▶ _RECORDS FOR PROCESSING_:
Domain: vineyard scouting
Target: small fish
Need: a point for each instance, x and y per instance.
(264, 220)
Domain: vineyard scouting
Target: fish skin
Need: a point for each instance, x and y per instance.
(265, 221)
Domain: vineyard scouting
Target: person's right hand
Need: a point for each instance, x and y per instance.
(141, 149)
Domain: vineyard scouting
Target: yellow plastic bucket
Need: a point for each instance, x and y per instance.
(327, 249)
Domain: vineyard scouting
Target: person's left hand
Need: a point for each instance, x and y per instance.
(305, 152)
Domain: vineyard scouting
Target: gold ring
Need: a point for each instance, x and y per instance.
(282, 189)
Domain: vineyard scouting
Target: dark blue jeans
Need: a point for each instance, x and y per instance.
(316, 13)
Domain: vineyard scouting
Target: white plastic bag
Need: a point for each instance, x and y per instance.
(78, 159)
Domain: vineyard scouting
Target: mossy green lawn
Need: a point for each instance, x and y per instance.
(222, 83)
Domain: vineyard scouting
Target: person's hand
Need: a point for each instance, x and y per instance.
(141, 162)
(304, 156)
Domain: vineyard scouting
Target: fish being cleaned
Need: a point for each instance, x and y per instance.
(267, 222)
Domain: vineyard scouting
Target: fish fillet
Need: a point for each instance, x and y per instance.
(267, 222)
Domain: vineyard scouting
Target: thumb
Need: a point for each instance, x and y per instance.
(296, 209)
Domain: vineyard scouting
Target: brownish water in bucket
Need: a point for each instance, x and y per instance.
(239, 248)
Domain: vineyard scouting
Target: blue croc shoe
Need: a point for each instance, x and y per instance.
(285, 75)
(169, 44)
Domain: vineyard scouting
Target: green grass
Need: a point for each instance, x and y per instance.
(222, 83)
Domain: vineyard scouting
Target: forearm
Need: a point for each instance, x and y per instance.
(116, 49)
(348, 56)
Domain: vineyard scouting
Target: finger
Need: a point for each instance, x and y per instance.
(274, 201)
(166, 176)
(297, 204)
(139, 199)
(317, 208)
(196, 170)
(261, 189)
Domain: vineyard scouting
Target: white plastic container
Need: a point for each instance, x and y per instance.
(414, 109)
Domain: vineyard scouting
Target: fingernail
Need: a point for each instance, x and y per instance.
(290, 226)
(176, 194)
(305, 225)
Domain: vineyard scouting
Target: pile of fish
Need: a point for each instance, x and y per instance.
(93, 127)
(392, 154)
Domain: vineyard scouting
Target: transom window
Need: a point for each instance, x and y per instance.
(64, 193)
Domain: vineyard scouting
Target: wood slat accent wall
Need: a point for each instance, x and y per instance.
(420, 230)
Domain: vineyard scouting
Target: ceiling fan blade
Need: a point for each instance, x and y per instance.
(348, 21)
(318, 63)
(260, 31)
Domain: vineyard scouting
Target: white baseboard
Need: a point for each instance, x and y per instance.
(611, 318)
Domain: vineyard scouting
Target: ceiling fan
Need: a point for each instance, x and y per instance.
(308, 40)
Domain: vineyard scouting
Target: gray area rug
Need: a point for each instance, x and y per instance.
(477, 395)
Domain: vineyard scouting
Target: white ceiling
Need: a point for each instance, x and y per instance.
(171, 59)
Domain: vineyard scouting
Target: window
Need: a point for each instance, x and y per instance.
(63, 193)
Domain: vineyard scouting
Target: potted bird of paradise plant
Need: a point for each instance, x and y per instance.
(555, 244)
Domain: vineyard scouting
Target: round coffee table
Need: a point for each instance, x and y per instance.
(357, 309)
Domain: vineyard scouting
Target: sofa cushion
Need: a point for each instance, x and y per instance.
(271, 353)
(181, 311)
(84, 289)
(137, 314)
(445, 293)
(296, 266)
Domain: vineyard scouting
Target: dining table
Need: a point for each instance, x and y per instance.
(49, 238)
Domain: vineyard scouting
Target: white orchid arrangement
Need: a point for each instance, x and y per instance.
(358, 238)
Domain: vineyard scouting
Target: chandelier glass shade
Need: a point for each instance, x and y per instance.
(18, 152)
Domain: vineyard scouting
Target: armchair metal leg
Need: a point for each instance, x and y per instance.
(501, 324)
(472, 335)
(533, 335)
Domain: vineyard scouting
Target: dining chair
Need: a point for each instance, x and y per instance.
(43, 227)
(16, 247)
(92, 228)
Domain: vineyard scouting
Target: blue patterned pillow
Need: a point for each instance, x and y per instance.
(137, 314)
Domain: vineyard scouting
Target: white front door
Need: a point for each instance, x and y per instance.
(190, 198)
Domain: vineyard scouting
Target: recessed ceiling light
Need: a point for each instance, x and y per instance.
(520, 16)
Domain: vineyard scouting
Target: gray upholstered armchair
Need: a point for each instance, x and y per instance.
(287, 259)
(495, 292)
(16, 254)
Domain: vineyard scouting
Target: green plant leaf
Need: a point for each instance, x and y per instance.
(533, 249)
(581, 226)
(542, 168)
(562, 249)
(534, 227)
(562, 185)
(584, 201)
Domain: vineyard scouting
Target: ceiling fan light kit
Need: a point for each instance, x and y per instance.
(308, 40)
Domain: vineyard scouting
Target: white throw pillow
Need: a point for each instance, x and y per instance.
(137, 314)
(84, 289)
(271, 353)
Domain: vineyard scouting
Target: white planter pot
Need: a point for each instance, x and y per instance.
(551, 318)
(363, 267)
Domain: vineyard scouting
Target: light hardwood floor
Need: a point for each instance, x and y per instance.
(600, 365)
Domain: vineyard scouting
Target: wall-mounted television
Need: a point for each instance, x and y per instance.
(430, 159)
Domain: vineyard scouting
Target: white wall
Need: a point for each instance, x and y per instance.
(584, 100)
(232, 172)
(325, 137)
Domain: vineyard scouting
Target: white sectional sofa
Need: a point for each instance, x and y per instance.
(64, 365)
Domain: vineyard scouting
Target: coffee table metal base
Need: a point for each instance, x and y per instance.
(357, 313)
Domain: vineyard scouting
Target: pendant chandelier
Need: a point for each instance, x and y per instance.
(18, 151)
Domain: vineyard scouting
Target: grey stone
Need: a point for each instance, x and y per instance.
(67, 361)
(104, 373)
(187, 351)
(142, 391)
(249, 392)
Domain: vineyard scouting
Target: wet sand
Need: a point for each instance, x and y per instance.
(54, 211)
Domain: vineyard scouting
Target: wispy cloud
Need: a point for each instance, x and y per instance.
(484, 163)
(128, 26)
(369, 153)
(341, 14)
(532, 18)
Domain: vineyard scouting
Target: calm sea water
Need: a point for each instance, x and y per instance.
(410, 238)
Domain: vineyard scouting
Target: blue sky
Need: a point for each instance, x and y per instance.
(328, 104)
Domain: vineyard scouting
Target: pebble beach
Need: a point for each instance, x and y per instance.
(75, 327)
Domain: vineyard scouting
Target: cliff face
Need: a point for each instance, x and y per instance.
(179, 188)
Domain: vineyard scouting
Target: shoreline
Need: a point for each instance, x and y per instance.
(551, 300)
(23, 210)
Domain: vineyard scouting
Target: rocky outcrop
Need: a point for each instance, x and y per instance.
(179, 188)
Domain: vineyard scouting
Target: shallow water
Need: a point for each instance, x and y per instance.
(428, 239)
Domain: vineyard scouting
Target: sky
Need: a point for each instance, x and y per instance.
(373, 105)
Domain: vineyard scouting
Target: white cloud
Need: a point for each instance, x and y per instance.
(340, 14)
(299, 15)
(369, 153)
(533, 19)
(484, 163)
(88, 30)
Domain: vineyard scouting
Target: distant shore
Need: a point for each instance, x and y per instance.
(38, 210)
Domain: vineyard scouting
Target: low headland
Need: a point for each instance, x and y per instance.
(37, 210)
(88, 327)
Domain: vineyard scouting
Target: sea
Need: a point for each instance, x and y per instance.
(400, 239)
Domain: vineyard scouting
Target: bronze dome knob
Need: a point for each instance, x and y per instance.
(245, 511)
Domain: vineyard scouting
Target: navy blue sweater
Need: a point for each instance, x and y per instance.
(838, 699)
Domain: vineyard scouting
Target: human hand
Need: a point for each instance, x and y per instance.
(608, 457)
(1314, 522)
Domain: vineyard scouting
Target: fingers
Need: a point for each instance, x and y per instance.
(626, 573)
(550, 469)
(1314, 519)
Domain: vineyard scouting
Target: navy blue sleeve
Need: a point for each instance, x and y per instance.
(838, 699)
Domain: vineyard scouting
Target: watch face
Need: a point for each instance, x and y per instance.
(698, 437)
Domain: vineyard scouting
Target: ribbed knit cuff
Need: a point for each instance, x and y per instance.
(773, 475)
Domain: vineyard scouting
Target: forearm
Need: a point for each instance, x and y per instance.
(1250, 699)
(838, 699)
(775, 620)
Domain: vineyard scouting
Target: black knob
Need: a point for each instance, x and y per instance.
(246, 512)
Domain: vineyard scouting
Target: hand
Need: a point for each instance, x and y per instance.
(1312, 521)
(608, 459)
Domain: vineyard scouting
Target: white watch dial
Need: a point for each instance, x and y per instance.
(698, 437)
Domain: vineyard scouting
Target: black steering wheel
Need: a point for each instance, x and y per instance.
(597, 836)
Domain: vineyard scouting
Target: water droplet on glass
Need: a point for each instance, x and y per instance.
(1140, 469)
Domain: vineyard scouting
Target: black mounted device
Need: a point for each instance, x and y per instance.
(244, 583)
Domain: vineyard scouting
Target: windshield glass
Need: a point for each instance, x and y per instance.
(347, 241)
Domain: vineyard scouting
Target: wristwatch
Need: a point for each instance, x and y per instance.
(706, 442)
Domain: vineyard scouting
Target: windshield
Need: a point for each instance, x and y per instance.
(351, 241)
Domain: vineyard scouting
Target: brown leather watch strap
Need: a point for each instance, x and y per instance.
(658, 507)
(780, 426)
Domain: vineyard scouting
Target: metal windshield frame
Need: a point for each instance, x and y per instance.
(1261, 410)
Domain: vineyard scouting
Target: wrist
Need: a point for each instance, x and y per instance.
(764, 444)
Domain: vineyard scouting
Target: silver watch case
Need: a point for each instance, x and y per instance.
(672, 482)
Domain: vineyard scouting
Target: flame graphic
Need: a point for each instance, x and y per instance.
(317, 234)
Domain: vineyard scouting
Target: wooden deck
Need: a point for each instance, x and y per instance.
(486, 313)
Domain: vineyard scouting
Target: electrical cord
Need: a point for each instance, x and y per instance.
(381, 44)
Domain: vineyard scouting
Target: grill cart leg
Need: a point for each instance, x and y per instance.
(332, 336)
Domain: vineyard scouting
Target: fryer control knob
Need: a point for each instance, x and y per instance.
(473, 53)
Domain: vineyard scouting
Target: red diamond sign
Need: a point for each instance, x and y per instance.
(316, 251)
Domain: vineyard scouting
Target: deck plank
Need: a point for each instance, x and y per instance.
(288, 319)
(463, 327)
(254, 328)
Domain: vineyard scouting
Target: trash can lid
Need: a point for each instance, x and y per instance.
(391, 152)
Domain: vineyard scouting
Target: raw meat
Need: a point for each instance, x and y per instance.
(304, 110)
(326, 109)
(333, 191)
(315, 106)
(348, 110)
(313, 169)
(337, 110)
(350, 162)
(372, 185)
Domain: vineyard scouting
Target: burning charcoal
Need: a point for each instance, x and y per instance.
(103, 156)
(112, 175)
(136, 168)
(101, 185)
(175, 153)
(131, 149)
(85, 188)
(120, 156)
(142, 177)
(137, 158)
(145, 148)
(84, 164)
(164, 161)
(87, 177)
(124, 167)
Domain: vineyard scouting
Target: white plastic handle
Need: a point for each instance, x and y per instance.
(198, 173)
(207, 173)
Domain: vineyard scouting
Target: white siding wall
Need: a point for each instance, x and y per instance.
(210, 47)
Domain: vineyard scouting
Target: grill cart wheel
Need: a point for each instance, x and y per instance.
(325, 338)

▶ _HOW TO COMPLETE THIS TASK_: The required output is the stretch of entries above from the line containing "Target: navy blue sleeve" through the line containing "Target: wooden deck", reproduced exactly.

▶ _EXERCISE RESULT_:
Target: navy blue sleeve
Need: a point for each instance, x and y per instance.
(838, 699)
Domain: vineyard scouting
Target: watch face
Need: a point for each instance, x and y per instance.
(698, 437)
Domain: vineyard scouting
Target: ribbed knit cuff
Need: a point for each instance, x and y per instance.
(773, 475)
Domain: vineyard scouting
Target: forearm
Need: a point for each instance, x and y per instance.
(1250, 699)
(838, 699)
(775, 620)
Domain: vineyard scouting
Target: black knob
Need: a point for each instance, x and y per instance.
(246, 512)
Domain: vineyard scouting
Target: hand
Need: a point for each instance, x and y per instance.
(1312, 521)
(608, 459)
Domain: vineyard scouting
Target: white watch dial
Need: a point for each instance, x and y per instance.
(698, 437)
Domain: vineyard scouting
Target: black steering wheel
Need: a point for each instance, x and y per instance.
(597, 836)
Domain: vineyard scouting
Target: water droplet on glass
Need: a point for each instance, x and y per instance.
(1140, 469)
Domain: vineyard scouting
Target: black mounted device
Need: a point for each instance, x and y per instance.
(244, 583)
Domain: vineyard scouting
Target: windshield glass
Need: a point for each instance, x and y per instance.
(347, 241)
Domain: vineyard scouting
Target: wristwatch
Need: a point for each instance, x and y per instance.
(706, 442)
Domain: vineyard scouting
Target: windshield
Need: a point for each instance, x and y per instance.
(351, 241)
Domain: vineyard scouting
Target: brown leather watch strap
Need: a point for each instance, x and y per instance.
(658, 507)
(780, 426)
Domain: vineyard scouting
Target: metal windshield frame
Need: a point for each instance, x and y per instance.
(1261, 410)
Domain: vineyard scouting
Target: wrist
Need: a point for each instance, x and y per instance.
(764, 444)
Domain: vineyard scouting
Target: silver watch case
Need: a point for each instance, x and y per instance.
(672, 482)
Domain: vineyard scouting
Target: flame graphic
Need: a point for each instance, x and y per instance.
(317, 234)
Domain: vineyard scouting
Target: wooden deck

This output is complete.